Records for the exercise:
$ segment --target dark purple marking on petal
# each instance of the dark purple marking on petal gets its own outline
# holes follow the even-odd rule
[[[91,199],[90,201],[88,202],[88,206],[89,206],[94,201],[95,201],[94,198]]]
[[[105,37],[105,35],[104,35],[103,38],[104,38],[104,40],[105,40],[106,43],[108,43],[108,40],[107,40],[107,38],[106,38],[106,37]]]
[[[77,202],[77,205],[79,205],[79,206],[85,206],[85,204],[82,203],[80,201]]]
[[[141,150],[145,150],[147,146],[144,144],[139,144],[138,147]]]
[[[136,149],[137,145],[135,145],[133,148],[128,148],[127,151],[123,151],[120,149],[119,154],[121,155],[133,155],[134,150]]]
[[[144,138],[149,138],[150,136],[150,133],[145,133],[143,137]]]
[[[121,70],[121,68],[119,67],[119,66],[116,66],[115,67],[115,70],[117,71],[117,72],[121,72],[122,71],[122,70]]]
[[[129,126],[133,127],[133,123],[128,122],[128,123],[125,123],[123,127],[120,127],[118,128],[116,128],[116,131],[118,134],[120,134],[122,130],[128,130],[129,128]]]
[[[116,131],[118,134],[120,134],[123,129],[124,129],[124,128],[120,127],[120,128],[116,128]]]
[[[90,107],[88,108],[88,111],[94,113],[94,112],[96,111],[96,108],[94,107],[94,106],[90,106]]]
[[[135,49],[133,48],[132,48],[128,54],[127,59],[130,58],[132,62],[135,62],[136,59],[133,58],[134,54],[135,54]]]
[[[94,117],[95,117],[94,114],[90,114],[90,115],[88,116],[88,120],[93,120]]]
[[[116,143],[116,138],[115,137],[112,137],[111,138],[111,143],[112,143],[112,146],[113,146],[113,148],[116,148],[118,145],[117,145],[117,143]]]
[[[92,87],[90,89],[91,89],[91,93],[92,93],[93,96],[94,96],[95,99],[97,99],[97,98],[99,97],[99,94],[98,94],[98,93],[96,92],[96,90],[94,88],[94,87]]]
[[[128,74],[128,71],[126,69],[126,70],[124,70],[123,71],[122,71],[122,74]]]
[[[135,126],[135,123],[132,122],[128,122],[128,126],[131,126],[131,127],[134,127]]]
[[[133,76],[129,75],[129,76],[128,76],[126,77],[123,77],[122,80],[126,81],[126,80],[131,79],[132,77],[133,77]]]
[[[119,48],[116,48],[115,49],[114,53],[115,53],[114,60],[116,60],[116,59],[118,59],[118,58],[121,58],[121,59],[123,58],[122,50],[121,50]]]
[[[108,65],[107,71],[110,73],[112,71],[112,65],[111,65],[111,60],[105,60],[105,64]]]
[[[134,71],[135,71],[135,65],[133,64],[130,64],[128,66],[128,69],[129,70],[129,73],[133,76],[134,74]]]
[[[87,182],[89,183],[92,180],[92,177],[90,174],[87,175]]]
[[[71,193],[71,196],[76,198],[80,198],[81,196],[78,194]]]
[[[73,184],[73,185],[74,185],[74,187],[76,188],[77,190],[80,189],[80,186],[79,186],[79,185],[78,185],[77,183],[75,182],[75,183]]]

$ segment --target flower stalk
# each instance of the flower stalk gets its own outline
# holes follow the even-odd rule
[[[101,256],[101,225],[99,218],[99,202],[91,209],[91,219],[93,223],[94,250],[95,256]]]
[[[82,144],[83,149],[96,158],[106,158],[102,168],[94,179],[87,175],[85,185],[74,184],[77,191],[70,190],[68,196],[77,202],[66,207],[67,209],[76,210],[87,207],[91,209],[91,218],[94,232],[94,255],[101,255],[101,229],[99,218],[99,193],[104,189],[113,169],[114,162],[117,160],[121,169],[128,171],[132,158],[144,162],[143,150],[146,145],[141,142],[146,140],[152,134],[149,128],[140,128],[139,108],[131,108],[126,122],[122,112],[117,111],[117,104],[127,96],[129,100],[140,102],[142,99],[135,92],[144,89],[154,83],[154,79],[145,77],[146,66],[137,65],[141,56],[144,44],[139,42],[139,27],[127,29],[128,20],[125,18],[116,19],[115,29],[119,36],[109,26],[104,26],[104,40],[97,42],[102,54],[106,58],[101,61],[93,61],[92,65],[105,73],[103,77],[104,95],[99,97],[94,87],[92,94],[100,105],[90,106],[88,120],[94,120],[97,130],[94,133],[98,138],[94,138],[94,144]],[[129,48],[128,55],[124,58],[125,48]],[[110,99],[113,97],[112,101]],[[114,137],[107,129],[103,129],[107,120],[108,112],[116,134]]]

Given instruction: Extract each line of the listing above, copying it word for word.

Task result:
$ segment --target dark purple marking on petal
# each instance of the dark purple marking on petal gets its own outline
# holes follow the even-odd rule
[[[91,199],[90,201],[88,202],[88,206],[89,206],[94,201],[95,201],[94,198]]]
[[[105,37],[105,35],[104,35],[103,38],[104,38],[104,40],[105,40],[106,43],[108,43],[108,40],[107,40],[107,38],[106,38],[106,37]]]
[[[77,202],[77,205],[79,205],[79,206],[85,206],[85,204],[82,203],[80,201]]]
[[[141,150],[145,150],[147,146],[144,144],[139,144],[138,147]]]
[[[136,149],[137,145],[135,145],[133,148],[128,148],[127,151],[123,151],[120,149],[119,154],[121,155],[133,155],[134,150]]]
[[[144,138],[149,138],[150,136],[150,133],[145,133],[143,137]]]
[[[121,70],[121,68],[119,67],[119,66],[116,66],[115,67],[115,70],[117,71],[117,72],[121,72],[122,71],[122,70]]]
[[[129,126],[133,127],[133,123],[128,122],[128,123],[125,123],[123,127],[120,127],[118,128],[116,128],[116,131],[118,134],[120,134],[122,130],[128,130],[129,128]]]
[[[116,131],[118,134],[120,134],[123,129],[124,129],[124,128],[120,127],[120,128],[116,128]]]
[[[90,107],[88,108],[88,111],[94,113],[94,112],[96,111],[96,108],[94,107],[94,106],[90,106]]]
[[[135,49],[133,48],[132,48],[128,54],[127,59],[130,58],[132,62],[135,62],[136,59],[133,58],[134,54],[135,54]]]
[[[94,117],[95,117],[94,114],[90,114],[90,115],[88,116],[88,120],[93,120]]]
[[[116,143],[116,138],[115,137],[112,137],[111,138],[111,143],[112,143],[112,146],[113,146],[113,148],[116,148],[118,145],[117,145],[117,143]]]
[[[92,87],[90,89],[91,89],[91,93],[92,93],[93,96],[94,96],[95,99],[97,99],[97,98],[99,97],[99,94],[98,94],[98,93],[96,92],[96,90],[94,88],[94,87]]]
[[[128,74],[128,71],[126,69],[126,70],[124,70],[123,71],[122,71],[122,74]]]
[[[135,126],[135,123],[132,122],[128,122],[128,126],[131,126],[131,127],[134,127]]]
[[[133,76],[129,75],[129,76],[128,76],[126,77],[123,77],[122,80],[126,81],[126,80],[131,79],[132,77],[133,77]]]
[[[119,48],[116,48],[115,49],[114,53],[115,53],[114,60],[116,60],[116,59],[118,59],[118,58],[121,58],[121,59],[123,58],[122,50],[121,50]]]
[[[108,65],[107,71],[110,73],[112,71],[112,65],[111,65],[111,60],[105,60],[105,64]]]
[[[134,71],[135,71],[135,65],[133,64],[130,64],[128,66],[128,69],[129,70],[129,73],[133,76],[134,74]]]
[[[87,182],[89,183],[92,180],[92,177],[90,174],[87,175]]]
[[[71,193],[71,196],[76,198],[80,198],[81,196],[78,194]]]
[[[73,184],[73,185],[74,185],[74,187],[76,188],[77,190],[80,189],[80,186],[79,186],[79,185],[78,185],[77,183],[75,182],[75,183]]]

$ segment --target flower stalk
# each instance of the flower stalk gets its own outline
# holes follow the even-odd rule
[[[101,256],[101,225],[99,218],[99,202],[91,209],[91,219],[93,223],[94,250],[95,256]]]
[[[82,144],[83,149],[96,158],[106,158],[102,168],[94,179],[87,175],[85,185],[74,184],[77,191],[70,190],[68,196],[77,202],[66,207],[67,209],[76,210],[87,207],[91,209],[91,218],[94,232],[94,255],[101,255],[101,229],[99,218],[99,193],[104,189],[113,169],[114,162],[117,160],[121,169],[128,171],[132,158],[144,162],[143,150],[146,145],[141,142],[146,140],[152,134],[149,128],[140,128],[139,108],[131,108],[126,122],[122,112],[117,111],[117,104],[127,96],[129,100],[140,102],[142,99],[135,92],[144,89],[154,83],[154,79],[145,77],[146,66],[137,65],[141,56],[144,44],[139,42],[139,27],[127,29],[128,20],[125,18],[116,19],[115,29],[119,36],[109,26],[104,26],[104,40],[97,42],[102,54],[106,58],[101,61],[93,61],[92,65],[105,73],[103,77],[104,95],[99,97],[94,87],[92,94],[100,105],[90,106],[88,120],[94,120],[97,130],[94,133],[98,138],[94,138],[94,144]],[[129,48],[128,55],[124,58],[125,48]],[[110,99],[113,97],[112,101]],[[114,137],[107,129],[103,129],[107,120],[108,112],[116,134]]]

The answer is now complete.